Пункт задания 1:
Верните фрагмент статьи о лесных пожарах, начиная со слов «Лес —такое же национальное» и далее до слов «лес восстанавливается от пожаров?».
Пункт задания 2:
Ответьте по статье о лесных пожарах:
(а) Сколько гектаров горит в Сибири и на Дальнем Востоке по данным «Гринпис»?
(б) Какую должность занимает Илья Коротков?
(в) От чего, по словам Юлии Кузнецовой, зависит восстановление леса?

«Экономически невыгодная мать». Лесной пожар — это, вообще, нормально?

Что мы должны думать, когда миллионами гектаров дотла сгорает национальное богатство страны? СамолётЪ собрал мнения предпринимателей, учёных и экологов.

Фото: rossaprimavera.ru

Лес —такое же национальное достояние России, как нефть и газ, даже более древнее по части использования. Мы так привыкли думать. И чувствуем явный дискомфорт от когнитивного диссонанса, когда узнаём из новостной сводки, что у нас в стране от лесных пожаров гибнут миллионы гектаров леса.

Где деньги?

По официальным данным сейчас в Сибири и на Дальнем Востоке горит 2,4 млн га, по данным «Гринпис» — 4,5 млн га.

Люди, занимающиеся лесным бизнесом и сталкивающиеся с проблемой получения в аренду от государства лесосеки, воспринимают такие цифры особенно болезненно. Например, гендиректор Череповецкого фанерно-мебельного комбината Илья Коротков полагает, что он его коллеги платят государству достаточно, чтобы леса не превращались в одну «сплошную гарь»:

Как быстро лес восстанавливается от пожаров?

Разные сообщества восстанавливаются с разной скоростью, говорит географ Юлия Кузнецова, какие-то не смогут этого сделать вообще. Все зависит от локальных условий (породного состава, климатических особенностей региона) и от того, что считать восстановлением.

Исходные данные:

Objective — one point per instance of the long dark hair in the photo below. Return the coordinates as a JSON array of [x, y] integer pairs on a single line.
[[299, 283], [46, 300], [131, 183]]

Ожидаемый ответ 1:
Лес —такое же национальное достояние России, как нефть и газ, даже более древнее по части использования. Мы так привыкли думать. И чувствуем явный дискомфорт от когнитивного диссонанса, когда узнаём из новостной сводки, что у нас в стране от лесных пожаров гибнут миллионы гектаров леса.

Где деньги?

По официальным данным сейчас в Сибири и на Дальнем Востоке горит 2,4 млн га, по данным «Гринпис» — 4,5 млн га.

Люди, занимающиеся лесным бизнесом и сталкивающиеся с проблемой получения в аренду от государства лесосеки, воспринимают такие цифры особенно болезненно. Например, гендиректор Череповецкого фанерно-мебельного комбината Илья Коротков полагает, что он его коллеги платят государству достаточно, чтобы леса не превращались в одну «сплошную гарь»:

Как быстро лес восстанавливается от пожаров?

Ожидаемый ответ 2:
(а) 4,5 млн га.
(б) Гендиректор Череповецкого фанерно-мебельного комбината.
(в) От локальных условий (породного состава, климатических особенностей региона) и от того, что считать восстановлением.